[Exercise] Copy out the rows below word for word, from the very first line up to and including the line with "pixel 148 159".

[Dataset rows]
• • • • •
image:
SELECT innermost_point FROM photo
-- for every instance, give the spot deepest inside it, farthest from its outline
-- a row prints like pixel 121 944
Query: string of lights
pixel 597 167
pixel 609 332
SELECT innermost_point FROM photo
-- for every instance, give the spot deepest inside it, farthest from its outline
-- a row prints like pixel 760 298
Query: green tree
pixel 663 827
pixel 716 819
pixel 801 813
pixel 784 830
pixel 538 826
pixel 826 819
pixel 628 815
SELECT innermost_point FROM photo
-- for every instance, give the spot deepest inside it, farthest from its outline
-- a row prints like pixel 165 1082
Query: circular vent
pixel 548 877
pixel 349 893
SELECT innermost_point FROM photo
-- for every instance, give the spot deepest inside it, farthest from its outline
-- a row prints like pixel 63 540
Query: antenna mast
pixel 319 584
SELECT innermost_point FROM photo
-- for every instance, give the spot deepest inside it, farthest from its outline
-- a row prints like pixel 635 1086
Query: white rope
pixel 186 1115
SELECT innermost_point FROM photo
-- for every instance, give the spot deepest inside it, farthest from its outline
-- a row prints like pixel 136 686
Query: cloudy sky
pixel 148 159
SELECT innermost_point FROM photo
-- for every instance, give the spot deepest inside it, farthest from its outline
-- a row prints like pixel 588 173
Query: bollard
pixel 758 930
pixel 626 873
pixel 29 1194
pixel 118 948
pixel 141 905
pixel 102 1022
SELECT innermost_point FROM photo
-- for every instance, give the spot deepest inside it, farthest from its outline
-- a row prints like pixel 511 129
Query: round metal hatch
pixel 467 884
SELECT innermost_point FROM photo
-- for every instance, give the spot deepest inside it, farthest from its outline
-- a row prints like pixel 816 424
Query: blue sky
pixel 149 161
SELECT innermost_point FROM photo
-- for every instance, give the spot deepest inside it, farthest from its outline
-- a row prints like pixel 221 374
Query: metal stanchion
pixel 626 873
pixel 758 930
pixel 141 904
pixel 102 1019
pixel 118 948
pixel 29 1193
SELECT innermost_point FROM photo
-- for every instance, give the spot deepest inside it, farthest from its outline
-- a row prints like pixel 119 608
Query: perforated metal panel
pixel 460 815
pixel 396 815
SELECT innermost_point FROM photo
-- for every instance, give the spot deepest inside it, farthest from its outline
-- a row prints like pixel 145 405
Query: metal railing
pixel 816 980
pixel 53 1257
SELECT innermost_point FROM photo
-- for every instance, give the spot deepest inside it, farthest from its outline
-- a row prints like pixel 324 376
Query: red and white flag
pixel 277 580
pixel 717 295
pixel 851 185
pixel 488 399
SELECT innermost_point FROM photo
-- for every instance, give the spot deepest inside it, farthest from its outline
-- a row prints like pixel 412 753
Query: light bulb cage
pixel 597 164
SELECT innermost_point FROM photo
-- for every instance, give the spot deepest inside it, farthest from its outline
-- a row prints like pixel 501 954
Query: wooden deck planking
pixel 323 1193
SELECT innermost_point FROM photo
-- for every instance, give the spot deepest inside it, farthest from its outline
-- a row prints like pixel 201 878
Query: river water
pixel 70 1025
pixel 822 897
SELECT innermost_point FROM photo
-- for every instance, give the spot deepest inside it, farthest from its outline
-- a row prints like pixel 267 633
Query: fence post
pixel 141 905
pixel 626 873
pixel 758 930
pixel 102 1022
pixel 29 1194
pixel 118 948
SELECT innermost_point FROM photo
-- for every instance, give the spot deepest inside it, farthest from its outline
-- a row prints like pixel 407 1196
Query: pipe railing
• • • • •
[Exercise output]
image:
SELECT innermost_point FROM photo
-- for every instance, give the spot deepest inside it, farthest from its outline
-- a row prints like pixel 121 944
Query: string of lights
pixel 597 167
pixel 609 332
SELECT innermost_point FROM photo
-- for every instance, give the spot deepest inside it, farthest from its outline
-- a row prints like pixel 760 298
Query: green tree
pixel 663 827
pixel 716 819
pixel 801 813
pixel 784 830
pixel 538 826
pixel 826 819
pixel 628 815
SELECT innermost_point FROM photo
-- for every instance, give the spot deepest inside it, farthest from its outline
-- a row prints like pixel 165 1082
Query: circular vent
pixel 548 877
pixel 349 893
SELECT innermost_point FROM photo
-- for every instance, give the spot deepest inside it, farthest from its outline
-- a row prints like pixel 63 540
Query: antenna mast
pixel 319 584
SELECT innermost_point FROM photo
-- for every instance, give the spot deepest inside it, farthest from its outline
-- a row prints like pixel 635 1086
Query: white rope
pixel 186 1115
SELECT innermost_point FROM photo
-- for every instance, give the spot deepest inside it, farthest from its outline
-- a row prints like pixel 136 686
Query: cloudy sky
pixel 148 159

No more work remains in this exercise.